### PASSAGE PROVIDED
And the thing is. I like text heavy decision-based games. Like I could go on and on about Shadowrun Dragonfall. But Disco Elysium was just so drab. It just felt like a slog of memorization, and when I gave up on trying to do that I was like "okay, I'll just play and do whatever I feel like" the game punished me. Maybe people like that? I don't know... Like... Maybe I like games for escapism? So playing some peice of shit alcoholic didn't do it for me? It just felt like a depressing version of a good game. People kept telling me "you just need to keep playing it gets so good". At like 6 hours in when it's not good yet, you failed at good story telling and you failed at good game development. To each their own I guess.
I don't understand why The Elder Scrolls series has so much goodwill, there are many better, more interesting RPGs out there. The sandbox factor has the depth of a puddle as well.
Breath of the Wild. A big empty open world with a few fetch quests thrown in. The shrine puzzles are all trivially easy they're just not fun and the four main dungeons are just a joke.
Deep rock galactic, tried playing with friends a few times and holy shit I would rather watch grass grow. I have never played a game that made me disassociate to that extent.
Also the endless repetition of a few extremely unfunny lines by the fans reminds of Rick and Morty fans.
Easy Delivery Co.
Bought it because of the hype and it was cheap. Just don't get it.
90% of the "early access" games that are so poor people spend time on mods to try and make them playable. Here's a hint. If you need lots of QOL mods, then the game is crap. You are really just playing mods.
the one you just lost.
Disco Elysium
I gave it two legitimate tries. Just don't get it.
Lol, why so many people are addicted to an inferior version of dota 2?
Beat saber. There's 1001 better games for VR that are so much more fulfilling
Outer Wilds.
An indie developer that had never made a game before thinks they can just show up and drop the best game ever made like it's no big deal?
And then you actually start playing the game and there's no annoying partner character constantly holding your hand and feeding you hints with corny quippy voice lines? You mean to say I have to figure out how to play on my own?
And don't even get me started on the community. I've never seen a group of people more concerned with spoilers to maintain the mystery for new players.
And it's a game you can only play once and then that's it? How does the developer expect to make any money selling microtransactions if their players only get to experience the greatest thing ever published once and then never come back but are compelled to talk about it given any opportunity until the end of time?
apparently the "POST-MASUDA midlife crisis" pokemon games, any of the swsh and on seem to be total slop.
For me it's either almost all of them or pretty much none, depending on point of view.
I consider myself being quite a gamer, maybe a little old school one, but gamer nonetheless. I grew up with DOS classics like Wolfenstein 3D, DOOM, Civilization, UFO: Enemy Unknown, Quest for Glory, Heroes of Might & Magic, Ishar, Betrayal at Krondor, TES: Arena, etc. Supply was very limited so I played those plenty times. I did read game magazines at that time, drooling over pictures of games I could never get, kept informed about new releases... And I do keep quite specific taste and quirks to this day.

### EXERCISE INSTRUCTIONS
Transcribe the stretch of the game comments from "Lol, why so" through "Outer Wilds.", word for word.

### MATERIAL
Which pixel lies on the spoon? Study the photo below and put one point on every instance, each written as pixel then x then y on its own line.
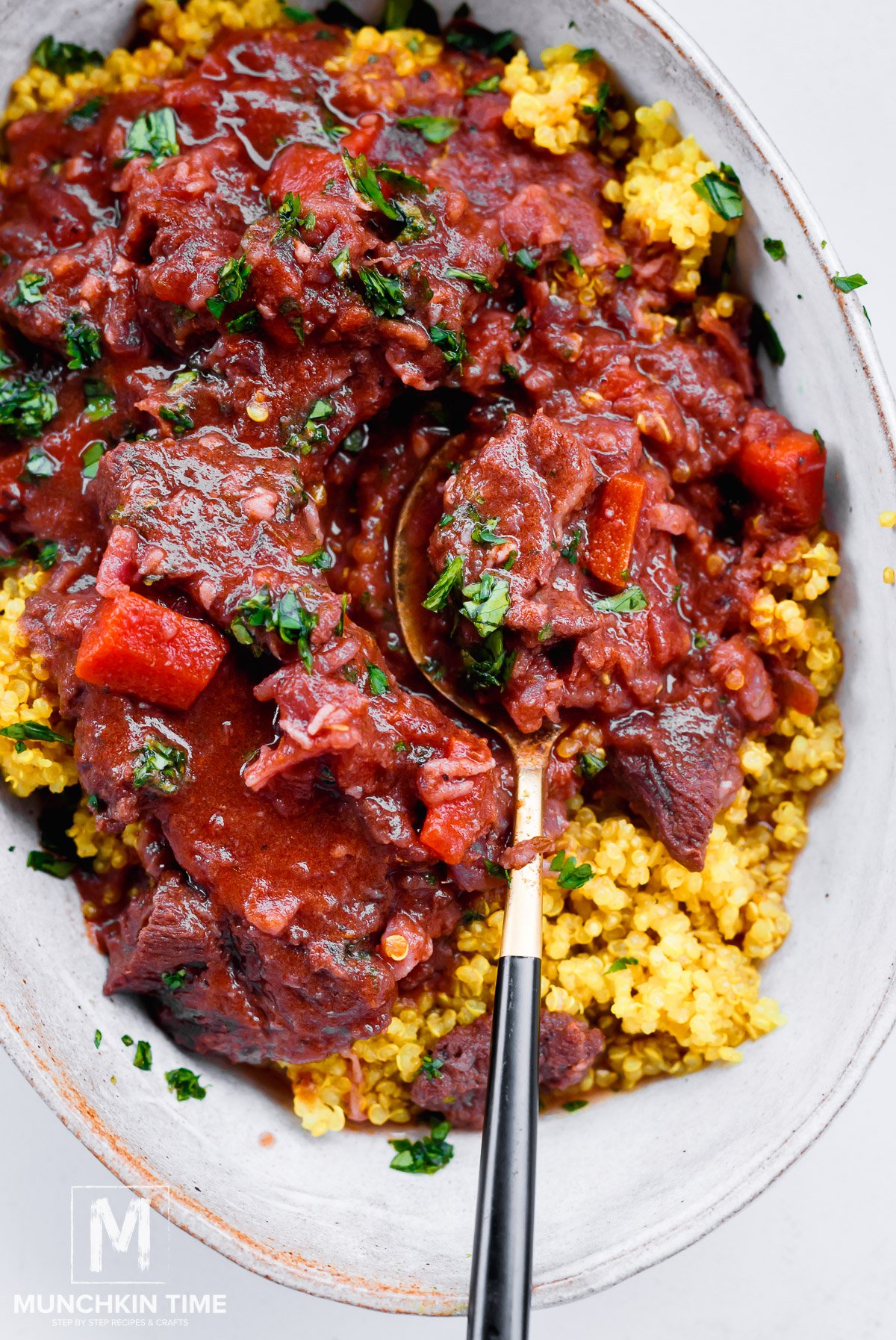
pixel 501 1274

### RESULT BELOW
Lol, why so many people are addicted to an inferior version of dota 2?
Beat saber. There's 1001 better games for VR that are so much more fulfilling
Outer Wilds.